## START Entries

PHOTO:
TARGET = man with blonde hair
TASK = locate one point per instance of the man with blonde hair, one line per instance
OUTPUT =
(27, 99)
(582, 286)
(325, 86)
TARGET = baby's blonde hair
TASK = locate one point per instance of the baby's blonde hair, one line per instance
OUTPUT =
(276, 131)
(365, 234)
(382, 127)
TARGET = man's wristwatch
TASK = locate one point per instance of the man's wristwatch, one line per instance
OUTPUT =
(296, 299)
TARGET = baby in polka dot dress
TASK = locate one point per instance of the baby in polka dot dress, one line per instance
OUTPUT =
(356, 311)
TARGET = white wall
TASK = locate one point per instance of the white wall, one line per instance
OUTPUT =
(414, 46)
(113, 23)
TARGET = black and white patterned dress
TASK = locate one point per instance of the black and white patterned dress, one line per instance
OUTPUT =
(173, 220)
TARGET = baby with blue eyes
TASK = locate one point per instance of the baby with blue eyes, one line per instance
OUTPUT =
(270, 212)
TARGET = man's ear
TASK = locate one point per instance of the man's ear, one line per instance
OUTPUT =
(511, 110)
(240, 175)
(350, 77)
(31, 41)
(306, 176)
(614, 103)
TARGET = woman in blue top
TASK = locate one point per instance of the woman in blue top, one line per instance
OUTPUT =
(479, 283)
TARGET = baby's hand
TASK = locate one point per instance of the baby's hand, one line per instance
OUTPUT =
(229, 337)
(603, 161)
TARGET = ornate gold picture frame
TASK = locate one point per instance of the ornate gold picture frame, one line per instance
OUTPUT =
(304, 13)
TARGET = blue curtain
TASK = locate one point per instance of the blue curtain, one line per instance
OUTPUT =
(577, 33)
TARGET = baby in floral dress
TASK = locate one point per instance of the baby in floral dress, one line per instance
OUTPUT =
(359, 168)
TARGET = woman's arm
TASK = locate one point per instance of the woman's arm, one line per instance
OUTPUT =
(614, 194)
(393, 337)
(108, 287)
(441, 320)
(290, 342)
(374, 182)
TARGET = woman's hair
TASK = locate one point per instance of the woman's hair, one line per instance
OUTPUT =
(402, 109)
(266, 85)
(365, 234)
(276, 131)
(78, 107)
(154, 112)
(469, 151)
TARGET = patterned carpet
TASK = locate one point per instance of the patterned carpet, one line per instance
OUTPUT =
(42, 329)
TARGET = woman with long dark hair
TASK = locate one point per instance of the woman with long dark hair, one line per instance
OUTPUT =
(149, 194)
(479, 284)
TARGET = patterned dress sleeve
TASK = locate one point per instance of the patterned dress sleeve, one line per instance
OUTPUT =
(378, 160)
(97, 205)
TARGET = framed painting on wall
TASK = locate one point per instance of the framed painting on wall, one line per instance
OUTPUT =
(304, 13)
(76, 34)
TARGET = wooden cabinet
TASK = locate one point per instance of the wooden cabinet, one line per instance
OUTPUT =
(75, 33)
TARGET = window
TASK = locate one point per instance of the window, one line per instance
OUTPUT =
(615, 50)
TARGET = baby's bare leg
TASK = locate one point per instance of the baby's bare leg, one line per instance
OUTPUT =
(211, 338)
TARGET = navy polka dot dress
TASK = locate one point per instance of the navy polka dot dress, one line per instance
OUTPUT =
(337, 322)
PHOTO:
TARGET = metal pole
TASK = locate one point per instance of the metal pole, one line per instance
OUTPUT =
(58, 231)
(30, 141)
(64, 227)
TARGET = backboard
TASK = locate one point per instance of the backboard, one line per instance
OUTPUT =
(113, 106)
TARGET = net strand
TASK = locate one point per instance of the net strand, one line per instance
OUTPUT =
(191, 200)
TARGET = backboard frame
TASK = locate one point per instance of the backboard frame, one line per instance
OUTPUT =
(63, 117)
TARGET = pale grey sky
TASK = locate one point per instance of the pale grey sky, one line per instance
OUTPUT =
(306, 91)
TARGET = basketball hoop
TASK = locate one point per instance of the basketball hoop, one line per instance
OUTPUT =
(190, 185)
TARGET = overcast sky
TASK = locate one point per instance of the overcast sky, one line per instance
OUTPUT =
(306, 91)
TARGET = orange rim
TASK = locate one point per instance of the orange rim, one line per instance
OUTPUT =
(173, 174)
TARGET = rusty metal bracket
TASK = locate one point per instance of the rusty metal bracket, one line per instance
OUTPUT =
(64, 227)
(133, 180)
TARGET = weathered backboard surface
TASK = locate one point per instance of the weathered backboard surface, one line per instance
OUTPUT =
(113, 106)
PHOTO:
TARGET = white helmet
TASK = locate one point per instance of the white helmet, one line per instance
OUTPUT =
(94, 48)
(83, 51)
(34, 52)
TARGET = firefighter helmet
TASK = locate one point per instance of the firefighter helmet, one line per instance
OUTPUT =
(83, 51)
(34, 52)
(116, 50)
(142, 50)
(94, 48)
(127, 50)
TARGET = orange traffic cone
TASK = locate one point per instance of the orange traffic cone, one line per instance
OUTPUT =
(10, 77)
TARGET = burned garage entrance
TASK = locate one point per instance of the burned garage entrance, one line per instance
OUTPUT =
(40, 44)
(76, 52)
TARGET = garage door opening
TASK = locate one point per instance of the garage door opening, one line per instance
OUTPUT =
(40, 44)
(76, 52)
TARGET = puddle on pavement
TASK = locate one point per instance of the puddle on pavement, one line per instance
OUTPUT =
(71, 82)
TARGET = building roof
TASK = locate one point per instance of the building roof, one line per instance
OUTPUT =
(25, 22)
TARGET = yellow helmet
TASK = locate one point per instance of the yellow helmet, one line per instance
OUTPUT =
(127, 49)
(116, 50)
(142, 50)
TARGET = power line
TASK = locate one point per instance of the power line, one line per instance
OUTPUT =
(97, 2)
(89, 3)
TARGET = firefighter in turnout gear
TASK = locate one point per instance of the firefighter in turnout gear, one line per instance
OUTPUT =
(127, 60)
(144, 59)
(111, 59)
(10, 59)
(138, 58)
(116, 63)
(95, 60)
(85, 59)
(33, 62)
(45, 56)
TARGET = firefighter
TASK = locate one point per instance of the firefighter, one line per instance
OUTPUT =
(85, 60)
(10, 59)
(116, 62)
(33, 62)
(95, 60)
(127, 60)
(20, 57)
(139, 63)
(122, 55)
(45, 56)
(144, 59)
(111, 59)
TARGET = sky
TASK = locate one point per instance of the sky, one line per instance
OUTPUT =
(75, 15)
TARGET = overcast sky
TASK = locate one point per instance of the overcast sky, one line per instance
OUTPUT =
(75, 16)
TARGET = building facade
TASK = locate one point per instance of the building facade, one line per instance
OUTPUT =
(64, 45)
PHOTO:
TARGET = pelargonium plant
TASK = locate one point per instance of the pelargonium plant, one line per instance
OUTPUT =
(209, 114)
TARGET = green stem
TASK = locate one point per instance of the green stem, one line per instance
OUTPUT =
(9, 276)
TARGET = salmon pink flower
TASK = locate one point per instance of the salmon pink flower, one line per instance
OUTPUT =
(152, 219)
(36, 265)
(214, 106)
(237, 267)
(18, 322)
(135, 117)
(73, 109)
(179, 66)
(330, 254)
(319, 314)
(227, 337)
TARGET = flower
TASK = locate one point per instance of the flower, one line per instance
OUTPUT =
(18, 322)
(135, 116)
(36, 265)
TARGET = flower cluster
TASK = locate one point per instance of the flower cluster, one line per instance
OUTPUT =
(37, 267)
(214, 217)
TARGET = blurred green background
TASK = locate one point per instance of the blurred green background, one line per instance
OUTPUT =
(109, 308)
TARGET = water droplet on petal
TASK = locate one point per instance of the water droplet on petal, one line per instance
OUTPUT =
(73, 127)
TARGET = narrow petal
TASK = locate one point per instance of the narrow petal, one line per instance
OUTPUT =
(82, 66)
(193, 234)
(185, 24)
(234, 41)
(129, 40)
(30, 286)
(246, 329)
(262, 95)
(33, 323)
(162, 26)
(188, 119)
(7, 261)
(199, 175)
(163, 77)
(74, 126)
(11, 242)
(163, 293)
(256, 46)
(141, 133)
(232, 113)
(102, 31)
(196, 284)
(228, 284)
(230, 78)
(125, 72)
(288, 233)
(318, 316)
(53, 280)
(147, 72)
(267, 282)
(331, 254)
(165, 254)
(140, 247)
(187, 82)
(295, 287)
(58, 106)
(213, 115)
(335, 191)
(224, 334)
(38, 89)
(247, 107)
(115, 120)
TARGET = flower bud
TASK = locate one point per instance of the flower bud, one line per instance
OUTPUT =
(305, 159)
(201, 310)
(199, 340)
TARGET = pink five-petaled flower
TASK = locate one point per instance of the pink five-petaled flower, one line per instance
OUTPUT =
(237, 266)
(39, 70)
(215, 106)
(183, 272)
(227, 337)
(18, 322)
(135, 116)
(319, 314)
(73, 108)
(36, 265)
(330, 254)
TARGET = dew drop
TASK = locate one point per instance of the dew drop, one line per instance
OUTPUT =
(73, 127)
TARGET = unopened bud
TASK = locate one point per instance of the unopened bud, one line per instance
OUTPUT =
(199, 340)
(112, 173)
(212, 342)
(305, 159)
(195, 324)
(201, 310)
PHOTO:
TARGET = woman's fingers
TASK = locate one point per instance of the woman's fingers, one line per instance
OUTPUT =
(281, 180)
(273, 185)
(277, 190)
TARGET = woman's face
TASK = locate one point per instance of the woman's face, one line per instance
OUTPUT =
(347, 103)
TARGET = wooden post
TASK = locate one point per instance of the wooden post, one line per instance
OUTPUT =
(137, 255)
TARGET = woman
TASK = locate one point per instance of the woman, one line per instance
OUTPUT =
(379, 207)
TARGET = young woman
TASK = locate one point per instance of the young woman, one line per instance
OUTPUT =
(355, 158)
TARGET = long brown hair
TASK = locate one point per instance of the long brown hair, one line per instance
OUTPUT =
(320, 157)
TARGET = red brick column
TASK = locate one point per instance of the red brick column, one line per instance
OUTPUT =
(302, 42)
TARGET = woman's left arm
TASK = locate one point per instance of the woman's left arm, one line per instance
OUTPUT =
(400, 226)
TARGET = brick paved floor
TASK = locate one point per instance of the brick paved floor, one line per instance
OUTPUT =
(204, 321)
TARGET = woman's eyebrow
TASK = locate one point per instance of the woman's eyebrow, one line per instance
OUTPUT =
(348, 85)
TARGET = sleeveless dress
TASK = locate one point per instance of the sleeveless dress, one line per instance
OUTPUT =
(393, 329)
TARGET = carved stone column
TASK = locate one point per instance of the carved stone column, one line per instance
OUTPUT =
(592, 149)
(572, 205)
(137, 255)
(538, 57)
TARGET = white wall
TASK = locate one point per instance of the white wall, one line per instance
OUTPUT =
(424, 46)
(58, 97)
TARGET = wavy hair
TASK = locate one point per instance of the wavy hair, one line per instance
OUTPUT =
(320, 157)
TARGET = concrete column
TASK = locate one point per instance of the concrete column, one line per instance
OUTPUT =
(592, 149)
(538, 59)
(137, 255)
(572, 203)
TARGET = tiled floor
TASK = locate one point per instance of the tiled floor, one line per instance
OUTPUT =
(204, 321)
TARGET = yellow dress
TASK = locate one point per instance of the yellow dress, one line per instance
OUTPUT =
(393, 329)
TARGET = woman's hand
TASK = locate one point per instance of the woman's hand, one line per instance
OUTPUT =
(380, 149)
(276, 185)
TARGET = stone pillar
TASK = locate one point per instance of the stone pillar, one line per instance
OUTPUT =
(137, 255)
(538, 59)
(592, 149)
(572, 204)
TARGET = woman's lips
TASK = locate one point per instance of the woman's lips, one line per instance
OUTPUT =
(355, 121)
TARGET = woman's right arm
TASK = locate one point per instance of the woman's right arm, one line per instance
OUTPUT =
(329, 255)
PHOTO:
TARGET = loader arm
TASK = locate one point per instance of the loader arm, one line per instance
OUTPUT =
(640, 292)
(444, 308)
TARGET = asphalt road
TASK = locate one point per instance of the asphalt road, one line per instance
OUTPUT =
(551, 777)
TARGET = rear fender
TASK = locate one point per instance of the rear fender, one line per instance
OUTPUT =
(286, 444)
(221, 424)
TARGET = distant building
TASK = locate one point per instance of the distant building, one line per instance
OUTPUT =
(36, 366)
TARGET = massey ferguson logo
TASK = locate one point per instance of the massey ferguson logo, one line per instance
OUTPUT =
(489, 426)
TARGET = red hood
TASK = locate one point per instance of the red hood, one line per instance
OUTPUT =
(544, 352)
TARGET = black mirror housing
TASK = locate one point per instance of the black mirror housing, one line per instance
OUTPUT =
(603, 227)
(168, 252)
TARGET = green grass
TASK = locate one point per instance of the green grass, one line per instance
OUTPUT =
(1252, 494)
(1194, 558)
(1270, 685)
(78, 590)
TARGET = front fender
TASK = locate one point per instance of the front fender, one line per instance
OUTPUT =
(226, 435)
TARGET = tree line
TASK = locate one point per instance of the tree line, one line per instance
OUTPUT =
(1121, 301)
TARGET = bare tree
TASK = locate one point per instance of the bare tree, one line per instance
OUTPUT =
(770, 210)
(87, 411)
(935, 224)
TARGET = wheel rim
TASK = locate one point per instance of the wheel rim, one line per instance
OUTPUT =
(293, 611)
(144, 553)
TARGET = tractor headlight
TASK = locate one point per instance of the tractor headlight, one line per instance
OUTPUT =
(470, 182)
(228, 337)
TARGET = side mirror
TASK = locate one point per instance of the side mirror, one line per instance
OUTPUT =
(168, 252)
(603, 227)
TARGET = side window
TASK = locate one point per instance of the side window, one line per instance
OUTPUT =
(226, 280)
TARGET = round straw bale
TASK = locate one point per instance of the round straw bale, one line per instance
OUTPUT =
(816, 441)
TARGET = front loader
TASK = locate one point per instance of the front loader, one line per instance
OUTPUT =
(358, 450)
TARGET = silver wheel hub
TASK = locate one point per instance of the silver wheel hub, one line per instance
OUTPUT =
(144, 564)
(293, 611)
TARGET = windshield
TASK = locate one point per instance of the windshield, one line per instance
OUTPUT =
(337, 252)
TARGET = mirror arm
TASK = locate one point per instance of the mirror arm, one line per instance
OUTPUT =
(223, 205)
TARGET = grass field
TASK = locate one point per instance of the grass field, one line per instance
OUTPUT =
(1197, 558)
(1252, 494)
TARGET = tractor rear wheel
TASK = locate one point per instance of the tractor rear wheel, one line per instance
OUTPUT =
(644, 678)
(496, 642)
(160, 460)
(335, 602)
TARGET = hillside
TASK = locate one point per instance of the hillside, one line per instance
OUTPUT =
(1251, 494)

## END Entries

Nothing but the lines from the line with "TARGET = front loader" to the last line of the listing above should appear; please retype them exactly, both ends included.

TARGET = front loader
TASK = locate one point per instance of the front loader, one line per instance
OUTPUT =
(358, 450)
TARGET = silver wheel hub
TASK = locate one point per instance of the silver wheel hub, one line per instance
OUTPUT =
(144, 564)
(293, 611)
TARGET = windshield
TASK = locate one point per instance of the windshield, one line per instance
OUTPUT =
(337, 252)
TARGET = mirror arm
TASK = locate one point per instance of the mirror arm, one line per instance
OUTPUT =
(223, 205)
TARGET = grass field
TASK = locate one point per instance of the grass field, one line per instance
OUTPUT =
(1197, 558)
(1252, 494)
TARGET = tractor rear wheel
TASK = locate one point per instance of the tractor rear wheel, one line per instance
OUTPUT =
(644, 678)
(496, 642)
(160, 460)
(335, 602)
TARGET = hillside
TASK = locate one point per instance of the hillside, one line per instance
OUTPUT =
(1251, 494)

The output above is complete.